Text section
━━━━━━

# Flounder...



## SonnyE (Mar 8, 2018)

Pacific Wild Caught...
What I call my Plastic Fish, because it is processed and flash frozen on the ship. Skinless, once you remove the plastic vacuum bag. 
Anyway, thought I'd try some after my cod disaster.
So I have it in now for a two hour test smoke.
Rather thin, small pieces, but fine for my experimenting. Just 3 little pieces.
May become Flounder Jerky... :confused:

Pellical formed...







In Ya Go....






I'll check back with Ya... :)


----------



## normonster (Mar 8, 2018)

lol @ flounder jerky.  haha. I want some. Spicy please.  :)


----------



## SonnyE (Mar 8, 2018)

normonster said:


> lol @ flounder jerky.  haha. I want some. Spicy please.  :)



Well, after what I did to that sack of Cod, I'm stickin my nose in more this time.
I just want smoky, and I'll Sous Vide it afterwards.
So far, so good... :( :eek:


----------



## SonnyE (Mar 8, 2018)

And after 2 1/2 hours, I pulled it. Still moist.
Letting it rest for now.







Step one. :rolleyes:


----------



## Bearcarver (Mar 8, 2018)

Looks good so far---Be Back for the Grand Finale!:cool:

Bear


----------



## SmokinAl (Mar 9, 2018)

It will make great smoked fish dip!
Al


----------



## SonnyE (Mar 9, 2018)

SmokinAl said:


> It will make great smoked fish dip!
> Al



Great Idea, Al!
I've done that with smoked Salmon and it was delish.
May try it with this. The pieces are rather meager as they come out of the package, and thin.
My initial taste test was disappointing though. :(
I got this to work with, I reckon there is more work to do. ;)


----------



## cmayna (Mar 9, 2018)

SonnyE,
I guess my question is what type of smoked fish dish were you making? and more importantly, expecting?  An  entrée which would be pretty moist? Finger food which is pretty smoked for a long time like Salmon candy or nuggets?  Per your pics, looks nice filets to serve as an entrée.  To me, most white fish (Halibut, Sturgeon, Rock and Ling Cod) is pretty moist unless you smoke it in small pieces and over a long period.  Agree with Al that what we see would make wonderful fish dip.


----------



## SonnyE (Mar 9, 2018)

cmayna said:


> SonnyE,
> I guess my question is what type of smoked fish dish were you making? and more importantly, expecting?  An  entrée which would be pretty moist? Finger food which is pretty smoked for a long time like Salmon candy or nuggets?  Per your pics, looks nice filets to serve as an entrée.  To me, most white fish (Halibut, Sturgeon, Rock and Ling Cod) is pretty moist unless you smoke it in small pieces and over a long period.  Agree with Al that what we see would make wonderful fish dip.

━━━━━━

Written instruction A
In the flounder-smoking thread, why does SonnyE call the flounder his "Plastic Fish"? Please answer in one to three sentences.
Written instruction B
According to the flounder-smoking thread, what does SonnyE plan to do with the fish after smoking it?
Written instruction C
Continue the flounder-smoking thread with SonnyE's reply to the quoted post from cmayna.
The listing is separate material with no connection to the flounder thread.

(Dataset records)

━━━━━━

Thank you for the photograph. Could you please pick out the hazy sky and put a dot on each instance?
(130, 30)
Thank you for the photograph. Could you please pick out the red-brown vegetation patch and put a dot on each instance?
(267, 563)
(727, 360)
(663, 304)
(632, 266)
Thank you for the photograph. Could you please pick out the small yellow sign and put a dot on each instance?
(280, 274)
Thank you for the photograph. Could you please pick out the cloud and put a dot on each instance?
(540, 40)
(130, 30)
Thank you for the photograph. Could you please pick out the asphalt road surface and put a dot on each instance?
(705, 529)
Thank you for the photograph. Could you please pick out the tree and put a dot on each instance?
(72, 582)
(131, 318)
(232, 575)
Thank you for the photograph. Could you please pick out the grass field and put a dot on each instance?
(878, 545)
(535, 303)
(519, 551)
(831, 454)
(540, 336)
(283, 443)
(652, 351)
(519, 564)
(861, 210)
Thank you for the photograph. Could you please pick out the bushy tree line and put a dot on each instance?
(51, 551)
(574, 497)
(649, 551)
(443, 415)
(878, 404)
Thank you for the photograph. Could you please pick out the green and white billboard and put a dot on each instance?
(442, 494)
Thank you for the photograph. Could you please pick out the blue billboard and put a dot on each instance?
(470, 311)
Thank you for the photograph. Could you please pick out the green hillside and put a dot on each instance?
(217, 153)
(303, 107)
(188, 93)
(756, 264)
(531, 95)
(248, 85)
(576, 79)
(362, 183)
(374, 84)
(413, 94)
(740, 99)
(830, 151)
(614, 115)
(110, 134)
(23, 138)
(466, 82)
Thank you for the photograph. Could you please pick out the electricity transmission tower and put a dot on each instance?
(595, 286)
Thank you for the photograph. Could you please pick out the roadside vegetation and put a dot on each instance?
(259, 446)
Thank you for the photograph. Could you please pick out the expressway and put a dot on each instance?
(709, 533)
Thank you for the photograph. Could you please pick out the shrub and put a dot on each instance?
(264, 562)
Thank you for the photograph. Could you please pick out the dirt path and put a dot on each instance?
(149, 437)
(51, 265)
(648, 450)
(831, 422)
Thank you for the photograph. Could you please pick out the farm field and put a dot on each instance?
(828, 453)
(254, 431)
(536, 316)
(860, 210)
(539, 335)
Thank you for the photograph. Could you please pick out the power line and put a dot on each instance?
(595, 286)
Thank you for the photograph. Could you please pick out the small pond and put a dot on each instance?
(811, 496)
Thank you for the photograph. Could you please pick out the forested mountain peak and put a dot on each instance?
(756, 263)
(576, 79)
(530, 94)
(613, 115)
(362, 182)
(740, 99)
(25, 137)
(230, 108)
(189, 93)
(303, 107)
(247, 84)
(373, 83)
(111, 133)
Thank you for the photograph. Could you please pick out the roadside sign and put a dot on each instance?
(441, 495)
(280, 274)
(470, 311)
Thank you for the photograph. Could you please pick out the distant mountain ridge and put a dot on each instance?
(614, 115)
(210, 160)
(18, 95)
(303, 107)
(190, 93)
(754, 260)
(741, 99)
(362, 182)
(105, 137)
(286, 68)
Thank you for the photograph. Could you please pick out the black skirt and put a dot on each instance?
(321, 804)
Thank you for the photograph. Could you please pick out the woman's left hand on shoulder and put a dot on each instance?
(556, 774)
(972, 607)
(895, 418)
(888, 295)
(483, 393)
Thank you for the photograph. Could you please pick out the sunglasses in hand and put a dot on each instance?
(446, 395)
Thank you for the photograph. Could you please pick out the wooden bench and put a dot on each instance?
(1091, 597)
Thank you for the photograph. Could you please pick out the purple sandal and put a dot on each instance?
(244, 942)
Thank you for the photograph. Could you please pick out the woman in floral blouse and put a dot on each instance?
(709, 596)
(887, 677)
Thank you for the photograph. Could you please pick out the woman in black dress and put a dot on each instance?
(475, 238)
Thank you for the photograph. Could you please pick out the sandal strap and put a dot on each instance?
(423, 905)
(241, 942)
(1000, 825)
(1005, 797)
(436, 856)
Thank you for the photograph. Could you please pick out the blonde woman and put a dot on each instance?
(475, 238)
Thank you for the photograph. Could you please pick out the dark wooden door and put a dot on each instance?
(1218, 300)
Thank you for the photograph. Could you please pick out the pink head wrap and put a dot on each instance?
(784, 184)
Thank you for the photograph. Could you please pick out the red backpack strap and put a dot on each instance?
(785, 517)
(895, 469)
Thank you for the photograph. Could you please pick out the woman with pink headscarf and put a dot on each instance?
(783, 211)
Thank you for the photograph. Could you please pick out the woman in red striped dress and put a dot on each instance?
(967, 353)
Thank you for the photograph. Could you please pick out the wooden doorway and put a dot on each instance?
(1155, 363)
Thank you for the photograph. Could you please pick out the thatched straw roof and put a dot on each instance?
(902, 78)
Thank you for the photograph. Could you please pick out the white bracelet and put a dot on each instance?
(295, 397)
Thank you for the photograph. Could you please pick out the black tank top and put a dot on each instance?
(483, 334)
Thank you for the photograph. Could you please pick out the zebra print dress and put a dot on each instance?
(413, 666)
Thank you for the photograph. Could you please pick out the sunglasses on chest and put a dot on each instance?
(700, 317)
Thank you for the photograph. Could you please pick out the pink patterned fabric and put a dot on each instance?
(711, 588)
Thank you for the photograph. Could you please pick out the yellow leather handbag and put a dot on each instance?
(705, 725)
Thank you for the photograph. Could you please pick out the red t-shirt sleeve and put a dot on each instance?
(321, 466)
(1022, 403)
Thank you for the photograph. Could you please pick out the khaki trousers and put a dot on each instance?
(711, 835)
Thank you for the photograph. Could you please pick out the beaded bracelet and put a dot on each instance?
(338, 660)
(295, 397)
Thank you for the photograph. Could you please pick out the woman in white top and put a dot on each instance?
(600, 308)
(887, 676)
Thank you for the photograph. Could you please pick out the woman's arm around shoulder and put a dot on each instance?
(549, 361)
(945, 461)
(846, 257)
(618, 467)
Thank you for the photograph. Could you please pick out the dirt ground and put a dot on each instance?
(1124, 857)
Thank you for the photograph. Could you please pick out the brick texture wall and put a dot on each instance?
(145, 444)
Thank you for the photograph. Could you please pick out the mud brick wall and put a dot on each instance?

━━━━━━

Answer A
SonnyE calls it his Plastic Fish because it is processed and flash frozen on the ship. It comes skinless in a plastic vacuum bag.

Answer B
He plans to sous vide it.

Answer C
My thoughts was to Sous Vide it after smoking. But not real happy with the first 3. Too dry. But they could make a fish dip. I've made smoked Salmon dip before and it was loved by fish liking friends.

These are rather tiny. I counted today when getting 3 more for a cold smoke tonight, there are _*14*_ in a 3 pound bag. You might say, floundering in Flounder. And my intent was to experiment with them and find my way.

I did a cold smoke test run today with my smoker to see how things would go. It went well, very well.
So I thawed 3 more, did a dry brine for 5 hours, and have them pellical forming right now for a cold smoke overnight with Hickory and Alder. My aim is smoked, soft, fish. At price point below Salmon.

I'm wondering if I should put water in the bowl. There won't be any heat. But maybe water could hold the moisture up.
Our humidity right now is 41%. I've never added water to any smoker before.

If I was trying to make fish jerky, this stuff would be ready. It's sliced that thin. Flounder babies...


----------



## SonnyE (Mar 10, 2018)

Alright, we are getting somewhere now.
So after nurse-maiding a load of fuel that wouldn't stay lit for 2 hours, I dumped it in my pan. Then loaded what I knew would be dry and would stay lit.
Then put some Hickory on top of that and torched it. Put it together, and went to bed, it was 11 PM.
This morning woke up to 3 pieces of moist, well smoked Flounder. And still TBS coming off the stack. I did put drinking water in my pan, although as cold as things were, I don't think it made any difference.
I did take a finger taste and I think it's good. Has a sprinkle of my home made rub on it.
But success. Now to Sous Vide some for the Coup de Grau!

Looks like this:





	

		
			
		

		
	
 (The left piece is actually in a bag)

The bounty...





	

		
			
		

		
	
 (Size reference, 1 gallon Ziploc bag)
Into the Fridge to rest.

Oh, and the particulars,
Dry brined in 1 to 4 Sea Salt/Brown Sugar for 4-5 hours. Turned and swished about 2 hours in.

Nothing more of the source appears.